----- Working data

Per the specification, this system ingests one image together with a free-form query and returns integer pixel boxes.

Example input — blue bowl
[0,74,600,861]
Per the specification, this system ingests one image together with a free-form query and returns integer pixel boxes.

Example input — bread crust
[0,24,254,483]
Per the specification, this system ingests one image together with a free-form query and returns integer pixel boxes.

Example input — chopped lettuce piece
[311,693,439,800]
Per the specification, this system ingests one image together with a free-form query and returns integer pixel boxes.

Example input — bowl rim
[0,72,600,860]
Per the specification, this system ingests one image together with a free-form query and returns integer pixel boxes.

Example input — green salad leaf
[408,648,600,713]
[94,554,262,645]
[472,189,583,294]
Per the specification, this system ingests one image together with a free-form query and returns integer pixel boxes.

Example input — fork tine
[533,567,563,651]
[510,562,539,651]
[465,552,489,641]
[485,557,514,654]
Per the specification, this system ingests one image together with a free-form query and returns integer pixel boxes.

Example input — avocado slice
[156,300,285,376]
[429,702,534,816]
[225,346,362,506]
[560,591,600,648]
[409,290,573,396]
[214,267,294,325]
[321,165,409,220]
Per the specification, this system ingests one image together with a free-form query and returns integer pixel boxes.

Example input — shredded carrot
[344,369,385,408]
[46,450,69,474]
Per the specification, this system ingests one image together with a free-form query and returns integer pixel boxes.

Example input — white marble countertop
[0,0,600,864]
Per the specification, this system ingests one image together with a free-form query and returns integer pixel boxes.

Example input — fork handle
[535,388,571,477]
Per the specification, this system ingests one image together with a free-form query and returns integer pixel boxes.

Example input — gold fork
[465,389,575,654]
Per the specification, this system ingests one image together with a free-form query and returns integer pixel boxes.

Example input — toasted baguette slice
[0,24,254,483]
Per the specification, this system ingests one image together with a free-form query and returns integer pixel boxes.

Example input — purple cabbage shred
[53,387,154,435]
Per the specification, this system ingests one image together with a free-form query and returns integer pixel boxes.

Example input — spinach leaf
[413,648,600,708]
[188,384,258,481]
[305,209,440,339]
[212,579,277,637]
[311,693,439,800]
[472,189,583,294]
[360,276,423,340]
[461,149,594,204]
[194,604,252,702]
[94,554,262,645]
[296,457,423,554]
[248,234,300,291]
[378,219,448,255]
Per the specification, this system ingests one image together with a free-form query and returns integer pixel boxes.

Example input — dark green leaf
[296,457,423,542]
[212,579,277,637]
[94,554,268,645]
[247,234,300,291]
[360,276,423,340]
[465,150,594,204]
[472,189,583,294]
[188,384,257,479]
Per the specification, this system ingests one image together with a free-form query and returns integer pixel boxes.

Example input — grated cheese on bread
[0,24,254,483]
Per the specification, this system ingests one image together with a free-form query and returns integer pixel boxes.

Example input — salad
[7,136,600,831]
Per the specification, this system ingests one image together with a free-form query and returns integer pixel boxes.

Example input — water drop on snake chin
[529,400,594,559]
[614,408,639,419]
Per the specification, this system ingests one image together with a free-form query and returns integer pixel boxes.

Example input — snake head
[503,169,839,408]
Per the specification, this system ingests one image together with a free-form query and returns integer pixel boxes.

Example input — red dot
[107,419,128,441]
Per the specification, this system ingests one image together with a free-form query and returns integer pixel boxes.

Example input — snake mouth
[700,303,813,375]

----------

Pull every entry above out onto its own lines and reproduce each one word for word, without altering anything.

* Response to this task *
Per the specification, this system ingests one image together with a free-form query and returns integer pixel boxes.

Example input — blue bowl
[0,74,600,861]
Per the specification, this system ingests one image together with a free-form query and returns integer pixel boxes.

Example input — bread crust
[0,24,254,483]
Per the specification, this system ingests one image together with a free-form query and returns integer pixel boxes.

Example input — chopped lettuce piece
[311,693,439,800]
Per the specification, this system ingests one image together with a free-form query and returns integer pixel boxes.

Example input — bowl rim
[0,72,600,860]
Per the specification, this system ingests one image together with a free-form query and returns integer pixel boxes.

Example input — green salad leaf
[408,648,600,713]
[94,554,262,645]
[472,189,583,294]
Per the specification, this system ingests one image together with a free-form query and returns integer pixel boxes.

Example input — fork tine
[533,567,563,651]
[510,562,539,651]
[465,552,489,641]
[485,557,514,654]
Per the specification, this system ingests one image together with a free-form query and returns integer pixel boxes.

Example input — avocado slice
[156,300,285,376]
[429,702,534,816]
[225,346,362,506]
[560,591,600,648]
[409,290,573,396]
[214,267,294,325]
[321,165,409,220]
Per the specification, this system ingests one image together with a free-form query and returns integer pixel boxes.

Example input — shredded carrot
[344,369,385,408]
[46,450,69,474]
Per the specification, this system ingests one image together with a free-form query and returns integer pixel boxes.

Example input — white marble countertop
[0,0,600,864]
Per the specification, this system ingests one image together with a free-form query and returns integer pixel boxes.

Example input — fork handle
[535,388,571,477]
Per the specification, this system ingests one image together with a free-form query and returns integer pixel boxes.

Example input — gold fork
[465,389,575,654]
Per the specification, this system ingests one image together with a free-form query and returns integer pixel boxes.

Example input — toasted baguette slice
[0,24,254,483]
Per the specification, this system ingests one image together with a free-form query and returns integer pixel boxes.

Example input — purple cabbage shred
[53,387,154,435]
Per the specification, this system ingests one image together with a free-form query and returns integer pixel boxes.

Example input — spinach leaf
[413,648,600,708]
[188,384,258,481]
[305,209,440,339]
[212,579,277,637]
[311,693,439,800]
[472,189,583,294]
[360,276,423,340]
[461,149,594,204]
[194,604,252,702]
[94,554,262,645]
[296,457,423,554]
[248,234,300,291]
[378,219,448,255]
Per the specification, this system ingests one image together with a free-form query and returns integer pixel boxes.

Example input — dark green leaf
[296,457,423,542]
[212,579,277,637]
[94,554,268,645]
[247,234,300,291]
[360,276,423,340]
[465,150,594,204]
[472,189,583,294]
[188,384,257,479]
Per the specification, this system ingests one image together with a free-form query and returns integer pixel boxes.

Example input — grated cheese on bread
[0,24,254,483]
Per the specification, this system ingests one image together with a free-form query and returns integer pixel boxes.

Example input — salad
[7,136,600,831]
Per the specification, this system ingests one image together with a free-form query and returns integer pixel boxes.

Example input — water drop on snake chin
[529,400,594,559]
[614,408,639,419]
Per the specification, this system ingests one image together with a free-form query and returns integer pixel boxes.

Example input — snake head
[503,169,839,408]
Per the specification, this system ingests one image together with a free-form query and returns integer pixel boxes.

Example input — red dot
[107,419,128,441]
Per the specification, this system ingests one image together with a free-form query and returns integer pixel boxes.

Example input — snake mouth
[700,303,813,375]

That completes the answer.